§ Eingabedaten
-------------------------

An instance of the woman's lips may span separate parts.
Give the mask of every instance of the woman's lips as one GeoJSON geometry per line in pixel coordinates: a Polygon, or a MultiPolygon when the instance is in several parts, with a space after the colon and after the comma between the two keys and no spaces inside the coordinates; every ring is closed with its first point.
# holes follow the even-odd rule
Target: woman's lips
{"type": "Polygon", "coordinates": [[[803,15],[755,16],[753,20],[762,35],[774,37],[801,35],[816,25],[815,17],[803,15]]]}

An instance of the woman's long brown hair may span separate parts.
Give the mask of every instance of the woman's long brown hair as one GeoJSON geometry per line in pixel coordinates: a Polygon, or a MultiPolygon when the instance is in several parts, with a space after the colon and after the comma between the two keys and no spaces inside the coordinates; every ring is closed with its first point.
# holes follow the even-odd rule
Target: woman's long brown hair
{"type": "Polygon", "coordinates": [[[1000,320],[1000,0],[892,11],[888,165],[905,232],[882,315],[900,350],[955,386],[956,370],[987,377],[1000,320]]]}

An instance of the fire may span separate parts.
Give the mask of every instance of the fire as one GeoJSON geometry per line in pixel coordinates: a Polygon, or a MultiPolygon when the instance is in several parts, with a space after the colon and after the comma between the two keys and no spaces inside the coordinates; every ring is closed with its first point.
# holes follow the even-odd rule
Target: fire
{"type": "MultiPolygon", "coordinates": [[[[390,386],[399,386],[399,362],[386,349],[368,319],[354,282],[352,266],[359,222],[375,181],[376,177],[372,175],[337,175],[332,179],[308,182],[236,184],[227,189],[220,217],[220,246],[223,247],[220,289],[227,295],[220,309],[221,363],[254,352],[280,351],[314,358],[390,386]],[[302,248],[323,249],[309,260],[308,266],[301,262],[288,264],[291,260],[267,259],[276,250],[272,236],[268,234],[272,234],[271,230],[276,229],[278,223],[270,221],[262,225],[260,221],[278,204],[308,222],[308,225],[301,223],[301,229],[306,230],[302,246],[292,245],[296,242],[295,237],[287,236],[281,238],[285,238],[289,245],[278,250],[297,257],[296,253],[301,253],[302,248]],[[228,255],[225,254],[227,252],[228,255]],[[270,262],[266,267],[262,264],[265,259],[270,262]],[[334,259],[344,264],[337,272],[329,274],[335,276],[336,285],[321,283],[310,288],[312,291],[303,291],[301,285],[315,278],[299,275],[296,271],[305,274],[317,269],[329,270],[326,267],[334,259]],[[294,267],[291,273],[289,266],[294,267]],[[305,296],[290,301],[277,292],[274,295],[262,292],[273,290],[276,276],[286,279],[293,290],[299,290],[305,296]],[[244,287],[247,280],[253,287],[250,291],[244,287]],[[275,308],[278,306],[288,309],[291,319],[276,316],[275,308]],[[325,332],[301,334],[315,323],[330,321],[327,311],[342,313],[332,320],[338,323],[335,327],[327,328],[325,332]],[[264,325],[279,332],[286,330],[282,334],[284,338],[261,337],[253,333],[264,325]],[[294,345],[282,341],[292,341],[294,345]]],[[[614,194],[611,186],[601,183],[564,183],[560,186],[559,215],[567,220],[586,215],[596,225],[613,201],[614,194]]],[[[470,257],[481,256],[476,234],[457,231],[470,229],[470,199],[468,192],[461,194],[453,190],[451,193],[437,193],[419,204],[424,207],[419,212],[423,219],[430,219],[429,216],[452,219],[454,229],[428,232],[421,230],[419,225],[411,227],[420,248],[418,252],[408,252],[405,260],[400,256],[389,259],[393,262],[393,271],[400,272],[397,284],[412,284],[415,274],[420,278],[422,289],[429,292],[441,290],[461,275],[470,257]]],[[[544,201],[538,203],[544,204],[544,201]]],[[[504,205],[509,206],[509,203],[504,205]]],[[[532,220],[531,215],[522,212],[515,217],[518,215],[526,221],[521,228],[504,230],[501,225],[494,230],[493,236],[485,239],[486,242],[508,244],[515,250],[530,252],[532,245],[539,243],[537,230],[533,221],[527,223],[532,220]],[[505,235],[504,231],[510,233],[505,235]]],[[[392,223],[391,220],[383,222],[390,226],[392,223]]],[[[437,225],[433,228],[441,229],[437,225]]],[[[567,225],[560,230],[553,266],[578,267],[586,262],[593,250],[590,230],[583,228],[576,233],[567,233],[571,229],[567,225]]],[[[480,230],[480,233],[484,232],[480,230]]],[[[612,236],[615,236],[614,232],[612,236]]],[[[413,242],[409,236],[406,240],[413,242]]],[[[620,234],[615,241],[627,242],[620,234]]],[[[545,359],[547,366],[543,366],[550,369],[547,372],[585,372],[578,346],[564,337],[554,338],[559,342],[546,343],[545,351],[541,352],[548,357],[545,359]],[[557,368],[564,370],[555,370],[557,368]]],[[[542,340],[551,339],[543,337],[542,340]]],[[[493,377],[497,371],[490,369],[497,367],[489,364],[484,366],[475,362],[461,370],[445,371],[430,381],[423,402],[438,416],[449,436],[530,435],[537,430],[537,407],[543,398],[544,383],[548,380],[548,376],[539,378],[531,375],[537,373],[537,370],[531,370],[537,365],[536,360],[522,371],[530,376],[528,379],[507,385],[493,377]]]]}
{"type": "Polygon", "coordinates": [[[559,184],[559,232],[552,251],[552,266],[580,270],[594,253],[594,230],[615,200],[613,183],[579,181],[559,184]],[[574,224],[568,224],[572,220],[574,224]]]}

-------------------------

§ Aufgabenstellung
Liste alle Zeilen der Datensätze oben auf, in denen das Wort „separate“ vorkommt.

§ Fertige Antwort
An instance of the woman's lips may span separate parts.
An instance of the woman's long brown hair may span separate parts.
An instance of the fire may span separate parts.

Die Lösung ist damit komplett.